§ **The data**
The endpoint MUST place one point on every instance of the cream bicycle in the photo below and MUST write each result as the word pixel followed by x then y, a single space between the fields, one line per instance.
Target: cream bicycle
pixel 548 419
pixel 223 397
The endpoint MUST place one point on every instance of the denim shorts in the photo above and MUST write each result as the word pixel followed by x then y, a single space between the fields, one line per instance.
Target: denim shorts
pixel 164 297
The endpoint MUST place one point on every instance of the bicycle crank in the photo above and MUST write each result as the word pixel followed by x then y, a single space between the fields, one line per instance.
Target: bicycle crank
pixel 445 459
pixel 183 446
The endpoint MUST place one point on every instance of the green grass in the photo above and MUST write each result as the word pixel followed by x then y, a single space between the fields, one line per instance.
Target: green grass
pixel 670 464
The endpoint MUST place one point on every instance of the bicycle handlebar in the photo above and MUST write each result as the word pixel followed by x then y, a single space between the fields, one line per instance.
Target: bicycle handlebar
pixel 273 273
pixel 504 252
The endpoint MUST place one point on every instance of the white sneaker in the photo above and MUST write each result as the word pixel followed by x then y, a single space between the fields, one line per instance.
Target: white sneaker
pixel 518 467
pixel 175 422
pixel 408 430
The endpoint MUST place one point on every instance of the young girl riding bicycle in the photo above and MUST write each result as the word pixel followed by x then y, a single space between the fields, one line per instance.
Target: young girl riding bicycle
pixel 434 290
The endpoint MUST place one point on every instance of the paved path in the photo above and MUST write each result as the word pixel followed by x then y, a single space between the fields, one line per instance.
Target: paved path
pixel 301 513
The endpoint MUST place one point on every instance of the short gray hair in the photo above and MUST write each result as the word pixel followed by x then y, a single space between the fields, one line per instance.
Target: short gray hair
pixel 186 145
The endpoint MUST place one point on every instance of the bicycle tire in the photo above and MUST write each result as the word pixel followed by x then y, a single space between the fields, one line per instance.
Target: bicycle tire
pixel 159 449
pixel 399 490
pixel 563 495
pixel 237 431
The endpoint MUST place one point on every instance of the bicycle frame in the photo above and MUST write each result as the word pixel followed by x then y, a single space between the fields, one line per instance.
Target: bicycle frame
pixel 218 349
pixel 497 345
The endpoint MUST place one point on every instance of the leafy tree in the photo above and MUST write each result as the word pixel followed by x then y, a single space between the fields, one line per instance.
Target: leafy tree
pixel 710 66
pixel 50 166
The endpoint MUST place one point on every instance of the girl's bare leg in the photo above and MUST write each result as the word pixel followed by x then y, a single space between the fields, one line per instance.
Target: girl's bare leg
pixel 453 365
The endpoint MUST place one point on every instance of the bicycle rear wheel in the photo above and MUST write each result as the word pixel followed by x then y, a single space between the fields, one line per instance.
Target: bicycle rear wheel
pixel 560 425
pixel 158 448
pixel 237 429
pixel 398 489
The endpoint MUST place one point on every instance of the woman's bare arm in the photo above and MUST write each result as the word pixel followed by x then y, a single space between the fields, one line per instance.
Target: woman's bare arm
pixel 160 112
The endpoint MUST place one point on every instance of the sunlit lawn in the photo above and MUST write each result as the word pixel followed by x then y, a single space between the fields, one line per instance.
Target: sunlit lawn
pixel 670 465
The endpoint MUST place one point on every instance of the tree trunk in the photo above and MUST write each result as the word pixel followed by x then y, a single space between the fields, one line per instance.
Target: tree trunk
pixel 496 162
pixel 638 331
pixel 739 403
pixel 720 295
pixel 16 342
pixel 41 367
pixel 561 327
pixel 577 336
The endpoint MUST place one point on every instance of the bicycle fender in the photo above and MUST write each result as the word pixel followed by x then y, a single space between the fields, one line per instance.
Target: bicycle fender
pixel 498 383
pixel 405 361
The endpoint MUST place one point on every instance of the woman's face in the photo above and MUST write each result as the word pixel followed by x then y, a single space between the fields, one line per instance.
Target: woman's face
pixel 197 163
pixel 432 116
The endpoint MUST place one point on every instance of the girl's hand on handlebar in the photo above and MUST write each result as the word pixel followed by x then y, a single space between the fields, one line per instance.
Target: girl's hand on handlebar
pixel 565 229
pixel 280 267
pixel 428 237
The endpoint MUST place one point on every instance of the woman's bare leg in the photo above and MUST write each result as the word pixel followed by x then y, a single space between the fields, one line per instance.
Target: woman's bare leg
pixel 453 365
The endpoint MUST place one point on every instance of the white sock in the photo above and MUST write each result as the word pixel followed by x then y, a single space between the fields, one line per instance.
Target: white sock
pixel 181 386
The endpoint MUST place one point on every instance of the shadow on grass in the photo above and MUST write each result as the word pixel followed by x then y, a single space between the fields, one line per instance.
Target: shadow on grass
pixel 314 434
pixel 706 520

§ **What the task requires**
Each entry must be output exactly as it was written.

§ **Answer section**
The endpoint MUST place one point on every instance of the cream bicycle in the photo below and MUST write each result as the word pixel followed by x then y, a single space between the fields, one line per instance.
Target: cream bicycle
pixel 548 419
pixel 223 397
The endpoint MUST place one point on every instance of the denim shorts in the photo above and MUST write each result as the word pixel followed by x then y, a single space between the fields, one line per instance.
Target: denim shorts
pixel 164 297
The endpoint MUST place one point on every instance of the bicycle crank in the photo above and MUST write each result as the word pixel followed by x then y, a single space between the fields, one line per instance.
Target: bicycle crank
pixel 445 459
pixel 183 446
The endpoint MUST place one point on every instance of the green grass in the photo above and MUST write each result as the word pixel followed by x then y, a single space between the fields, one line per instance.
Target: green grass
pixel 670 464
The endpoint MUST place one point on every instance of the bicycle handlebar in the photo above and MUST write each result as the word pixel followed by x then y, a single space between the fields, one line per instance.
Target: bicycle handlebar
pixel 273 273
pixel 504 252
The endpoint MUST place one point on every instance of the white sneaker in the photo above and MUST write each result as the word pixel followed by x then y, a single space between the fields, one line per instance.
Target: white sneaker
pixel 518 467
pixel 175 422
pixel 408 430
The endpoint MUST place one point on every instance of the young girl riding bicycle in the photo above and MUST write each result as the word pixel followed by x then y, a single space between the fields, one line per instance.
Target: young girl riding bicycle
pixel 434 290
The endpoint MUST place one point on every instance of the paved path in the photo above and MUST write each result as the word pixel followed by x then y, a single space between the fields, one line per instance.
Target: paved path
pixel 301 513
The endpoint MUST place one point on every instance of the short gray hair in the photo above and MUST write each result as the word pixel followed by x then y, a single space between the fields, one line per instance.
Target: short gray hair
pixel 186 145
The endpoint MUST place one point on every instance of the bicycle tire in the photo above and MUST write each result as the word pixel followed by x then y, a single space between the fields, one line per instance.
Target: bicycle tire
pixel 159 449
pixel 399 490
pixel 563 495
pixel 237 431
The endpoint MUST place one point on every instance of the bicycle frame in the photo above and MUST write each result as the word pixel followed by x then y, a single space between the fields, one line per instance.
Target: bicycle frame
pixel 218 349
pixel 497 345
The endpoint MUST place one point on every instance of the leafy tree in the photo above and MUST write each result as the word pixel followed by x then y, a single space between the fields, one line per instance.
Target: leafy tree
pixel 710 66
pixel 50 166
The endpoint MUST place one point on every instance of the girl's bare leg in the photo above and MUST write each result as the word pixel followed by x then y, a single space between the fields, one line per instance.
Target: girl's bare leg
pixel 453 365
The endpoint MUST place one point on every instance of the bicycle rear wheel in the photo above and MUST write each result as the word pixel followed by x then y, a single space between the fields, one line per instance.
Target: bicycle rear wheel
pixel 560 425
pixel 158 448
pixel 237 429
pixel 398 489
The endpoint MUST place one point on every instance of the woman's bare arm in the photo above and MUST write each result as the word pixel followed by x then y, a single space between the fields, one line per instance.
Target: woman's bare arm
pixel 160 112
The endpoint MUST place one point on every instance of the sunlit lawn in the photo above and MUST write each result as the word pixel followed by x then y, a single space between the fields, one line per instance.
Target: sunlit lawn
pixel 670 465
The endpoint MUST place one point on every instance of the tree trunk in the photo above and MUST write each result as the word pixel followed by x then y, a single space between the fields, one line per instance.
Target: tree trunk
pixel 496 162
pixel 638 331
pixel 739 403
pixel 720 295
pixel 16 342
pixel 41 367
pixel 561 327
pixel 577 336
The endpoint MUST place one point on every instance of the bicycle fender in the photo above and MUST write each result as the word pixel followed by x then y, a single space between the fields, one line per instance.
Target: bicycle fender
pixel 498 383
pixel 405 361
The endpoint MUST place one point on every instance of the woman's face in the photo above and MUST write each result as the word pixel followed by x then y, a single space between the fields, one line per instance.
Target: woman's face
pixel 197 163
pixel 432 116
The endpoint MUST place one point on every instance of the girl's hand on handlebar in the photo above and MUST write each result as the word pixel followed by x then y, a single space between the fields, one line per instance.
Target: girl's hand on handlebar
pixel 565 229
pixel 280 267
pixel 428 237
The endpoint MUST place one point on every instance of the woman's bare leg in the photo above and MUST write each result as the word pixel followed by x then y, a single space between the fields, one line per instance.
Target: woman's bare leg
pixel 453 365
The endpoint MUST place one point on every instance of the white sock in the photo above and MUST write each result as the word pixel followed by x then y, a single space between the fields, one line per instance.
Target: white sock
pixel 181 386
The endpoint MUST place one point on every instance of the shadow on grass in the photo above and MUST write each result as the word pixel followed by x then y, a single space between the fields, one line per instance.
Target: shadow on grass
pixel 314 434
pixel 706 520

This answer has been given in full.